_Page excerpt_.
#####
After just six months, my mum could once again use a fork and spoon. She doesn’t scream and shout anymore. People with Alzheimer’s are very particular about routine, so at the centre residents wake up, bathe and go to sleep at a certain time every day. In between breakfast and lunch, they play games like Scrabble. It doesn’t matter if they don’t form a proper word, so long as they pick up the tiles and try to put them on the board. They are also encouraged to take part in different activities like dancing and tai chi.

My mum no longer recognises us. When I visit with my kids, she smiles when she sees us but doesn’t hug us. She does play with my kids’ hands, so at least there’s still a way for them to connect to their grandmother. It hurts me to know that no one else comes to spend time with my mum. I ask to see the visitor’s log, which is how I know. I feel really sad for her and many of the residents, whose children are too busy to visit. My own sister has chosen not to get involved.

Despite the improvements my mum has shown since living at the centre, I’ve received so much criticism for ‘abandoning’ her. People tell me I’m a bad child, and ask how I would feel if my kids did that to me. My daughter is 17 and my son’s 12. I’m scared that I will get Alzheimer’s – my life is so dedicated to caring for my mum, I pity my children if they have to do the same for me one day. I’ve even told them that if the worst were to happen, I would understand if they send me to a nursing centre.

I have considered taking my mum back home to live with me now that my dad has passed away. But the doctor advised that it would be in my mum’s best interest to remain at the centre, where her condition has stabilised under the nurses’ care. Bringing her home would simply subject her to the anxiety and discomfort of getting used to new surroundings. She’s well, other than having Alzheimer’s, but I live in fear of getting a call from the centre, telling me that something has happened to her.
#####
_Your instructions_.
Revise the Alzheimer's care passage, starting with "My mum no longer" and going on through "to get involved.", and replace "grandmother" with "grandma".

_Recorded data_.
#####
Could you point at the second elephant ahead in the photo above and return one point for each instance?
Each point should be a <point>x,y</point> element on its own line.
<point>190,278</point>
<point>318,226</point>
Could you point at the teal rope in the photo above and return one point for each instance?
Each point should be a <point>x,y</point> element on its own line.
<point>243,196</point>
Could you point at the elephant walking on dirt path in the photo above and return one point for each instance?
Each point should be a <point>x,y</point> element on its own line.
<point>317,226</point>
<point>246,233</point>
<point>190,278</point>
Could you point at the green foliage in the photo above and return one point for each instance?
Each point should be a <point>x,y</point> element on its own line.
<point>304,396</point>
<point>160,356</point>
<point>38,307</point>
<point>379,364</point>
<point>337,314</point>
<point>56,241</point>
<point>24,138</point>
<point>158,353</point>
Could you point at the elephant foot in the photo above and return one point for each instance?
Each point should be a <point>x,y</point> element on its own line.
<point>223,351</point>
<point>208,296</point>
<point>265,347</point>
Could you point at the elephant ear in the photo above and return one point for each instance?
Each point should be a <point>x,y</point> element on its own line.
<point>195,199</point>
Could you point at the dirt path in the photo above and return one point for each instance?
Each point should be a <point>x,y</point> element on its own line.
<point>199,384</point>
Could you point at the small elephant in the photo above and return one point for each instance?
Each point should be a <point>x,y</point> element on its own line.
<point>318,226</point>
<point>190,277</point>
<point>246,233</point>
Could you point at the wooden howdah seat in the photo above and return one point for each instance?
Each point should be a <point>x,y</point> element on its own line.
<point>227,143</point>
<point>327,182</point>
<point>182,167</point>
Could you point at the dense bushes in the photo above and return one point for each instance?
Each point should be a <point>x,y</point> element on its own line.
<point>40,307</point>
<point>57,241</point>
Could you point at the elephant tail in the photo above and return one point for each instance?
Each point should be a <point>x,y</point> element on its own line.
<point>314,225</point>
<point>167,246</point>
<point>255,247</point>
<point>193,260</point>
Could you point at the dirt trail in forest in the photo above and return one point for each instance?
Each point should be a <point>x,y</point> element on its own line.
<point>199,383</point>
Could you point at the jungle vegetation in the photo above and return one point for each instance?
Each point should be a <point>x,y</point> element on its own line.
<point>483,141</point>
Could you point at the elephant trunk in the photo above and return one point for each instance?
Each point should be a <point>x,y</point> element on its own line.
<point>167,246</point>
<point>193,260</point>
#####
_Result_.
My mum no longer recognises us. When I visit with my kids, she smiles when she sees us but doesn’t hug us. She does play with my kids’ hands, so at least there’s still a way for them to connect to their grandma. It hurts me to know that no one else comes to spend time with my mum. I ask to see the visitor’s log, which is how I know. I feel really sad for her and many of the residents, whose children are too busy to visit. My own sister has chosen not to get involved.